YOUR ASSIGNMENT: Please reproduce the entries below exactly as they stand, but leave the pictures out.
↓
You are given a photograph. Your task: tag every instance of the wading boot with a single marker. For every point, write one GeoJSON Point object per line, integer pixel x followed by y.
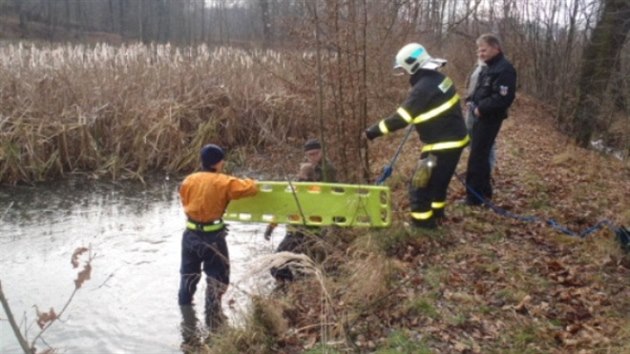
{"type": "Point", "coordinates": [190, 338]}
{"type": "Point", "coordinates": [215, 318]}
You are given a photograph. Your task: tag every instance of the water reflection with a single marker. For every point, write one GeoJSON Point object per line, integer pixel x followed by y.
{"type": "Point", "coordinates": [130, 303]}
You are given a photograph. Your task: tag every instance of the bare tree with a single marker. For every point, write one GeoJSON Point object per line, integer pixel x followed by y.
{"type": "Point", "coordinates": [600, 58]}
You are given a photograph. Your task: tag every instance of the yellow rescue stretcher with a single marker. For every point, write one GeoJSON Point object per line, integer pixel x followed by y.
{"type": "Point", "coordinates": [314, 204]}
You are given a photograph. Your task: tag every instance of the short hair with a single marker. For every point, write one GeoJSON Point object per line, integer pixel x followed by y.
{"type": "Point", "coordinates": [490, 39]}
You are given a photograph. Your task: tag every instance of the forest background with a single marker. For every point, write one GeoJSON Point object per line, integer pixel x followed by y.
{"type": "Point", "coordinates": [125, 88]}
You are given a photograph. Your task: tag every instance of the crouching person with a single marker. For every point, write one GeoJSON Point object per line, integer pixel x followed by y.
{"type": "Point", "coordinates": [204, 197]}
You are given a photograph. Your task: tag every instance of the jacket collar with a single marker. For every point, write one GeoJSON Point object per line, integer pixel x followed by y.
{"type": "Point", "coordinates": [495, 59]}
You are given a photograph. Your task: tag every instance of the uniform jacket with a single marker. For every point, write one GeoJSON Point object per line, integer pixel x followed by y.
{"type": "Point", "coordinates": [431, 92]}
{"type": "Point", "coordinates": [205, 195]}
{"type": "Point", "coordinates": [495, 90]}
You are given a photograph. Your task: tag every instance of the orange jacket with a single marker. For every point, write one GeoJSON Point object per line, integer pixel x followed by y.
{"type": "Point", "coordinates": [205, 195]}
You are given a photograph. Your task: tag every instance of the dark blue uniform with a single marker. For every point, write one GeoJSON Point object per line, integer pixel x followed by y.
{"type": "Point", "coordinates": [493, 95]}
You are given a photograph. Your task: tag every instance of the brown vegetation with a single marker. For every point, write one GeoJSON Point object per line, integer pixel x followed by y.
{"type": "Point", "coordinates": [484, 283]}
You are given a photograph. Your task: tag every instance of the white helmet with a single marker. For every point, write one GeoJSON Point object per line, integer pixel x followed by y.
{"type": "Point", "coordinates": [413, 56]}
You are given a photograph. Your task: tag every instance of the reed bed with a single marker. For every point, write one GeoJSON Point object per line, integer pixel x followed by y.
{"type": "Point", "coordinates": [126, 111]}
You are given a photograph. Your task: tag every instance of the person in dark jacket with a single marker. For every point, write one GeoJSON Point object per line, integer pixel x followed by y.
{"type": "Point", "coordinates": [489, 102]}
{"type": "Point", "coordinates": [301, 239]}
{"type": "Point", "coordinates": [204, 196]}
{"type": "Point", "coordinates": [433, 107]}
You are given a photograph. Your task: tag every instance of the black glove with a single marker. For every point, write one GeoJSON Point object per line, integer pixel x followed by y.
{"type": "Point", "coordinates": [372, 132]}
{"type": "Point", "coordinates": [269, 230]}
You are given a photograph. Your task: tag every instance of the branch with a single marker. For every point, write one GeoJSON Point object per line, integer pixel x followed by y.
{"type": "Point", "coordinates": [14, 325]}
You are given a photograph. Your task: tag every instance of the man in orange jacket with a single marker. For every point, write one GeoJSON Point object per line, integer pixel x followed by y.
{"type": "Point", "coordinates": [204, 196]}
↑
RESULT:
You are given a photograph. Your task: tag every instance of the wading boot with a single marker. For every point, write one GeoJSON Point object per line, integer pixel x followed by y.
{"type": "Point", "coordinates": [190, 338]}
{"type": "Point", "coordinates": [215, 318]}
You are given a photograph. Your task: tag every instance of the water reflection with a single marker. For every point, write one GeoJSON Point object per line, integer pixel x followed by y.
{"type": "Point", "coordinates": [130, 303]}
You are given a photograph. Your task: tag every instance of the bare tree with a single marker. For every point, write one GeoJSON Point object per line, integer pixel x followed by y.
{"type": "Point", "coordinates": [600, 58]}
You are given a photograph. Your task: tag every instance of the yellow rescue stretcher with a single marker. For every point, write one GeoJSON Point object per line, integer pixel x followed by y.
{"type": "Point", "coordinates": [314, 204]}
You are given a photograph. Your task: tag every instance of the short hair with a single marker. For every point, write one GeoJSON Point object per line, integer pixel x followed by y.
{"type": "Point", "coordinates": [490, 39]}
You are given a photograph. Your task: tag every instance of the forest background with a single marker. For every point, write one GeoJSON Point object per line, integer pixel x followed by y.
{"type": "Point", "coordinates": [125, 88]}
You are given a photograph. Your task: tag every instance of the crouching person with a single marker. For every point, write one GeoJSON Point object per line, integer pixel x followed by y.
{"type": "Point", "coordinates": [204, 197]}
You are given a photograph. Your task: tag every instance of the jacket collar with a single marker. For every point, write one GeoJSON Point object per line, integer pixel x followed by y.
{"type": "Point", "coordinates": [495, 59]}
You are given a photograph. Your task: tag every instance of the uniform jacket with a single marker. For every point, write one GeoJSON Point object per line, integer pixel x followed by y.
{"type": "Point", "coordinates": [431, 92]}
{"type": "Point", "coordinates": [205, 195]}
{"type": "Point", "coordinates": [495, 90]}
You are given a photograph. Your task: tag every instance of the orange jacket with a single marker. For every point, write one GeoJSON Point object per line, integer pixel x followed by y.
{"type": "Point", "coordinates": [205, 195]}
You are given a photograph. Your task: tag every instance of the dark blue uniform with a single marker. For every point, write one GeoJSON Point object per line, integer pixel x followed by y.
{"type": "Point", "coordinates": [493, 95]}
You are given a photograph. Your task: tag every instance of the brown vegetation with a single marker. For every point, write one GeoJSON Point object per line, integer pixel x followed by y.
{"type": "Point", "coordinates": [484, 283]}
You are given a photograph. Your task: tag every instance of the white helmet with a single marker. For every point, write one GeoJSON Point object per line, integer pixel x followed by y.
{"type": "Point", "coordinates": [413, 56]}
You are given a photograph. Your task: tag every instance of the reed bed with a single marker. For every point, write one GeoJSON Point object per line, integer pixel x followed by y.
{"type": "Point", "coordinates": [126, 111]}
You are given a photograph. Your task: tag every instance of the person in dark jacket with a single marker. For every point, write one GeoJSON Point object per line, integer pixel x followed by y.
{"type": "Point", "coordinates": [489, 102]}
{"type": "Point", "coordinates": [301, 239]}
{"type": "Point", "coordinates": [204, 196]}
{"type": "Point", "coordinates": [433, 107]}
You are given a photograph. Your task: tag every instance of the black glove with a single marker. For every point, write one GeoJSON Point object per line, integer pixel x followed by y.
{"type": "Point", "coordinates": [372, 132]}
{"type": "Point", "coordinates": [269, 230]}
You are given a photograph. Your task: tag every instance of the branch with a single marker. For every point, write one GeoJSON Point object per line, integer pixel x followed by y.
{"type": "Point", "coordinates": [14, 325]}
You are given a photograph. Your task: tag every instance of the man in orange jacket with a single marker. For every point, write one GeoJSON Point object per line, integer pixel x followed by y.
{"type": "Point", "coordinates": [204, 196]}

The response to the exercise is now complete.